*** SOURCE MATERIAL Section Begins ***
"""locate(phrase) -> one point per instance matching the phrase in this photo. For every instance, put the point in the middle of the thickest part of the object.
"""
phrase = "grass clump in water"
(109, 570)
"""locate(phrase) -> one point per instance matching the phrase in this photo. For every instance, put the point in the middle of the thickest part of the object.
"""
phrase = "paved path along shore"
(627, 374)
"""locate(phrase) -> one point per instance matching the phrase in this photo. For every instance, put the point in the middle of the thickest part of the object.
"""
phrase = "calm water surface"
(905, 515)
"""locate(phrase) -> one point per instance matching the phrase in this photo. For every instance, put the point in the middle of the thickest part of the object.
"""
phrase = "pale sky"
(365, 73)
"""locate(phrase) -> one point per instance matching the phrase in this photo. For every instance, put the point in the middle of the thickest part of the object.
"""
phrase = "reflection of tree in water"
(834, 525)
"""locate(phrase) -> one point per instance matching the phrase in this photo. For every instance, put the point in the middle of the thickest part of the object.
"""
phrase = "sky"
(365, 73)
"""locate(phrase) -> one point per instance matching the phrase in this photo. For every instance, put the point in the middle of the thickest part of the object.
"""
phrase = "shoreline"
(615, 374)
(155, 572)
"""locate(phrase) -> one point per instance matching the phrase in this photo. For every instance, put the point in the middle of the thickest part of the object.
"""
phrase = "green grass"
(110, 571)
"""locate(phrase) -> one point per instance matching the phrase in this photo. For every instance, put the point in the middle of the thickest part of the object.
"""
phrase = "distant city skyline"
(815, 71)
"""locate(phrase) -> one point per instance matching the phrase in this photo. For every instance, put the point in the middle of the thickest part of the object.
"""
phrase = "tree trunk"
*** SOURCE MATERIAL Section Ends ***
## [WORK TO BE COMPLETED]
Repeat all the entries above without altering anything.

## [EXERCISE RESULT]
"""locate(phrase) -> one point per instance matching the phrase in this photo. For every instance, put the point in the middle of the thickest part of the object.
"""
phrase = "grass clump in water"
(109, 570)
"""locate(phrase) -> one point per instance matching the phrase in this photo. For every instance, put the point in the middle of the thickest part of the object.
"""
phrase = "paved path along shore"
(627, 374)
"""locate(phrase) -> one point per instance matching the phrase in this photo. For every instance, put the point in the middle of the thickest part of the object.
"""
phrase = "calm water surface"
(905, 515)
"""locate(phrase) -> one point per instance matching the phrase in this photo. For every instance, put the point in the middle of the thickest part of the object.
"""
phrase = "pale sky"
(365, 73)
"""locate(phrase) -> one point per instance matching the phrase in this photo. For every instance, put the point in the middle of the thickest part of the object.
"""
phrase = "reflection of tree in water"
(834, 525)
"""locate(phrase) -> one point per instance matching the phrase in this photo. For every instance, put the point in the middle of the thickest part of the object.
"""
phrase = "sky"
(365, 73)
"""locate(phrase) -> one point per instance matching the phrase in this photo. For every instance, put the point in the middle of the thickest part of the object.
"""
phrase = "shoreline"
(615, 374)
(155, 572)
"""locate(phrase) -> one point per instance matching the phrase in this photo. For every instance, put the point in the middle of the thickest part of the object.
"""
phrase = "green grass"
(110, 571)
"""locate(phrase) -> one point per instance matching the phrase in this photo. For every instance, put the point in the middle of the thickest part of the object.
"""
phrase = "distant city skyline"
(815, 71)
"""locate(phrase) -> one point per instance matching the phrase in this photo. For every instance, put the point in the middle of the thickest part of the object.
"""
phrase = "tree trunk"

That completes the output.